Task details: Give every entry again, word for word.

══════════════════════════════

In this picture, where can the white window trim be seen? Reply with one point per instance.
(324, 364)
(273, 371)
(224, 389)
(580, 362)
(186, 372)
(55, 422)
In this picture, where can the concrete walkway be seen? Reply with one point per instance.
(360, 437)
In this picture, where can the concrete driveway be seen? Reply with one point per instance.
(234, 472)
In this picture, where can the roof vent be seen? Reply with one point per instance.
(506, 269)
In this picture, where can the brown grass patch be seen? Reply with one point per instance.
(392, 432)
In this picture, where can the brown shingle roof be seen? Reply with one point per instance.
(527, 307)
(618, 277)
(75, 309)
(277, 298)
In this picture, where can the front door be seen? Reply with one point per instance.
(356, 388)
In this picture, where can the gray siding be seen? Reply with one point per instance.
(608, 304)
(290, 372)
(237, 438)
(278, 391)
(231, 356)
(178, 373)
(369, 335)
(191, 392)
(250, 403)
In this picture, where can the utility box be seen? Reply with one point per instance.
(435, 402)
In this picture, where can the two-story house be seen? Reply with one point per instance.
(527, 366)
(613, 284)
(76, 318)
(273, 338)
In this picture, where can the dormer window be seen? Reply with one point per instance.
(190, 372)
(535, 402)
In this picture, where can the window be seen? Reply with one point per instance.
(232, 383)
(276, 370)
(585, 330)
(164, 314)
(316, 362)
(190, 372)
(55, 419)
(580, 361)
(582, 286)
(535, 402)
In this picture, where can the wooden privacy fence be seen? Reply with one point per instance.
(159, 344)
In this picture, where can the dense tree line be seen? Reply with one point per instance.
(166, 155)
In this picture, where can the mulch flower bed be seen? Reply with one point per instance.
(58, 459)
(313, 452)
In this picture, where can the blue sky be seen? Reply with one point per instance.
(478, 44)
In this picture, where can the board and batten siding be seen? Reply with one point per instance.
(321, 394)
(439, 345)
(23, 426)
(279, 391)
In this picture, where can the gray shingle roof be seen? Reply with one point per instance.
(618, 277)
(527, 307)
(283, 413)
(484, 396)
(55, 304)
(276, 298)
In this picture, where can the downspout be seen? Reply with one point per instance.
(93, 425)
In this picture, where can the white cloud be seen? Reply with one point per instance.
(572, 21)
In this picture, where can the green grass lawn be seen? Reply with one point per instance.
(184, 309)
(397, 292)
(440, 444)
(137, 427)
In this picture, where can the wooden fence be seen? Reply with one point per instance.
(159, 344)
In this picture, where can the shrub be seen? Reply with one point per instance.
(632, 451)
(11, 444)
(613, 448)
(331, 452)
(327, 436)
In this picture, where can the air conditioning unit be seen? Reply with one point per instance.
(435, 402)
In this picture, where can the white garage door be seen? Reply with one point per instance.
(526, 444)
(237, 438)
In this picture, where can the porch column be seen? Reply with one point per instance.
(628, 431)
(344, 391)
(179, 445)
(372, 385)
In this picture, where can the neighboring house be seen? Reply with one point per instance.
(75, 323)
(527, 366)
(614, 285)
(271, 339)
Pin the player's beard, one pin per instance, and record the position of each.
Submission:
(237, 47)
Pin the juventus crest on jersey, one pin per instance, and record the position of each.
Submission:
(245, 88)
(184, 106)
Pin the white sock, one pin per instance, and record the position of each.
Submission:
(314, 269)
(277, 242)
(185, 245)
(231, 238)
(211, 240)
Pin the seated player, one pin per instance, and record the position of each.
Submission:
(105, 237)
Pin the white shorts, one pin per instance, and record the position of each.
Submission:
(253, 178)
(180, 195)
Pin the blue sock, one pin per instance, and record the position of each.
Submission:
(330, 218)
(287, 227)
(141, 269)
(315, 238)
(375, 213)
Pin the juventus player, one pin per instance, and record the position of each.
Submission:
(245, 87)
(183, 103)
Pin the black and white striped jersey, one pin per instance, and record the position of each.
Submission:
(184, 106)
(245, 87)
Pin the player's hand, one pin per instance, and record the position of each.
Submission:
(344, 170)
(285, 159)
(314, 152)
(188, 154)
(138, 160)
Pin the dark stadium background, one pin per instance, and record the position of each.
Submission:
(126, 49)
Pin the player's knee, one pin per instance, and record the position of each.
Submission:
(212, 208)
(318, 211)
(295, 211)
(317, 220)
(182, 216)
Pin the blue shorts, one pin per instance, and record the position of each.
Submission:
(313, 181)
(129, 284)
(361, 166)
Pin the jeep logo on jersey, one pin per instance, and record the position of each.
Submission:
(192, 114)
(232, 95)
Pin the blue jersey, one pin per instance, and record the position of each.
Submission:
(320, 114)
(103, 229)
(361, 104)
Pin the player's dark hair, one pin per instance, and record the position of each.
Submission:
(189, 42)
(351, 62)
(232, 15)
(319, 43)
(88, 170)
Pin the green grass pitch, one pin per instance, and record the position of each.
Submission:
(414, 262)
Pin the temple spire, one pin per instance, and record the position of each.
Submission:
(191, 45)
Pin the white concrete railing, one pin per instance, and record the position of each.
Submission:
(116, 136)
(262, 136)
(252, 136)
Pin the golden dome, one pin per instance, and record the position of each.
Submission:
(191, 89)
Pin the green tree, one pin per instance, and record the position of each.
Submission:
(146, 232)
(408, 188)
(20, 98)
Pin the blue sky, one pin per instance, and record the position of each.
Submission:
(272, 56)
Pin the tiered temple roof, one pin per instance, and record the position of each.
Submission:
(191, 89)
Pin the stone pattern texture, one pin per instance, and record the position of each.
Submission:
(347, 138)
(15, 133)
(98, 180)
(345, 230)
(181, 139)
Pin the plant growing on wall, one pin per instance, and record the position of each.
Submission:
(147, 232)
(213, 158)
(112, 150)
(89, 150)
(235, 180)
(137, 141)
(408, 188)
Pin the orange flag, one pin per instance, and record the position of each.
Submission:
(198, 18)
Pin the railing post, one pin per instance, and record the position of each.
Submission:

══════════════════════════════

Result for this exercise:
In this picture, where can the white window trim be seen? Reply with one point per instance.
(324, 364)
(273, 371)
(224, 389)
(580, 362)
(186, 372)
(55, 422)
In this picture, where can the concrete walkway be seen? Reply with one point per instance.
(360, 437)
In this picture, where can the concrete driveway be seen? Reply with one point per instance.
(234, 472)
In this picture, where can the roof vent be seen? Reply with one point per instance.
(506, 269)
In this picture, where can the brown grass patch be seen? Reply with one point per instance.
(392, 432)
In this picture, where can the brown shingle roof be seen? Reply with one point per instance.
(527, 307)
(618, 277)
(75, 309)
(277, 298)
In this picture, where can the front door be seen? Reply with one point per instance.
(356, 388)
In this picture, where can the gray siding be seen? Reply with one point per instance.
(608, 304)
(290, 372)
(237, 438)
(278, 391)
(231, 356)
(178, 373)
(369, 335)
(191, 392)
(250, 403)
In this picture, where can the utility box be seen? Reply with one point per instance.
(435, 402)
In this picture, where can the two-story house be seen? Reply with one point per instance.
(527, 366)
(613, 284)
(76, 318)
(273, 338)
In this picture, where can the dormer window be seen? Reply with one point per instance.
(190, 372)
(535, 402)
In this picture, where can the window be seen? Reply with one point per instance.
(232, 383)
(276, 370)
(585, 330)
(164, 314)
(316, 362)
(190, 372)
(55, 419)
(580, 361)
(582, 286)
(535, 402)
In this picture, where can the wooden privacy fence be seen? Reply with one point per instance.
(159, 344)
In this picture, where can the dense tree line be seen? Reply with one point per instance.
(166, 155)
In this picture, where can the mulch flower bed be seen? Reply with one point per instance.
(58, 459)
(313, 452)
In this picture, where can the blue sky be seen? Reply with one point per instance.
(478, 44)
In this picture, where can the board and batten siding be seen? Reply with one point per instance.
(321, 394)
(439, 345)
(23, 426)
(279, 391)
In this picture, where can the gray shingle roof be seen? Reply with one point per instance.
(618, 277)
(527, 307)
(283, 413)
(484, 396)
(55, 304)
(276, 298)
In this picture, where can the downspout be seen? Reply with one point per instance.
(93, 425)
In this picture, where can the white cloud be seen? Reply with one point per instance.
(572, 21)
In this picture, where can the green grass lawn be seen? Reply with one point per instance.
(184, 309)
(397, 292)
(440, 444)
(137, 427)
In this picture, where can the wooden fence be seen? Reply with one point per instance.
(159, 344)
In this picture, where can the shrub be seen? Reply with one point per instance.
(632, 451)
(11, 444)
(613, 448)
(331, 452)
(327, 436)
In this picture, where can the air conditioning unit be seen? Reply with one point per instance.
(435, 402)
In this picture, where can the white garage door be seen? Reply with one point per instance.
(526, 444)
(237, 438)
In this picture, where can the porch column be seen? Reply with one point per instance.
(628, 431)
(344, 391)
(179, 445)
(372, 385)
In this picture, where can the neighboring house be seen? Reply with one point per instance.
(75, 323)
(527, 366)
(614, 285)
(271, 339)
Pin the player's beard, one pin per instance, and record the position of each.
Submission:
(237, 47)
Pin the juventus crest on jersey, one pin per instance, and record the position of each.
Submission:
(245, 88)
(184, 106)
Pin the white sock, one pin per instance, and record the position of each.
Submission:
(314, 269)
(277, 242)
(185, 245)
(231, 238)
(211, 240)
Pin the seated player, one pin per instance, and record the position of each.
Submission:
(105, 237)
Pin the white shorts, one pin per instance, and record the position of each.
Submission:
(253, 178)
(180, 195)
Pin the blue sock, one pin per instance, and record the position of each.
Submission:
(330, 218)
(287, 227)
(141, 269)
(315, 238)
(375, 213)
Pin the juventus player, one pin per instance, and record the position of each.
Submission:
(245, 87)
(183, 103)
Pin the black and white striped jersey, one pin per instance, and record the position of each.
Submission:
(184, 106)
(245, 87)
Pin the player's hand, one pin per instance, and record the position of each.
Submission:
(344, 170)
(285, 159)
(314, 152)
(188, 154)
(138, 160)
Pin the dark stadium background, one pin per instance, and record the position of each.
Submission:
(126, 49)
Pin the player's knee, one pin per instance, and record the position of each.
Submission:
(212, 208)
(318, 211)
(295, 211)
(317, 220)
(182, 216)
Pin the blue shorts, one pin per instance, and record the position of each.
Submission:
(313, 181)
(129, 284)
(361, 166)
Pin the jeep logo on jersey, one pin per instance, and record the position of each.
Submission:
(192, 114)
(232, 95)
Pin the blue jersey, one pin per instance, and record the position of each.
Submission:
(320, 114)
(103, 229)
(361, 104)
Pin the player's dark hair, one pin per instance, and record the position of each.
Submission:
(189, 42)
(351, 62)
(232, 15)
(319, 43)
(88, 170)
Pin the green grass pitch, one pin per instance, and record the position of each.
Submission:
(414, 262)
Pin the temple spire, one pin per instance, and record the position of each.
Submission:
(191, 45)
Pin the white concrete railing, one pin per instance, and record the position of each.
Submission:
(116, 136)
(262, 136)
(252, 136)
Pin the golden dome, one pin per instance, and record the position of each.
Submission:
(191, 89)
Pin the green tree, one pin per instance, and record the position of each.
Submission:
(146, 232)
(408, 188)
(20, 98)
Pin the blue sky, one pin per instance, and record the position of each.
Submission:
(272, 56)
Pin the tiered temple roof, one pin per instance, and record the position of each.
Submission:
(191, 89)
Pin the stone pattern texture, one pin per instance, and record the position of each.
Submission:
(347, 138)
(15, 133)
(98, 180)
(345, 230)
(181, 139)
Pin the plant growing on wall, one pin per instance, and record the position of each.
Submission:
(147, 232)
(213, 158)
(112, 150)
(89, 150)
(235, 180)
(137, 141)
(408, 188)
Pin the orange flag, one pin per instance, and record the position of each.
Submission:
(198, 18)
Pin the railing post, one pin per instance, and record the position of each.
Submission:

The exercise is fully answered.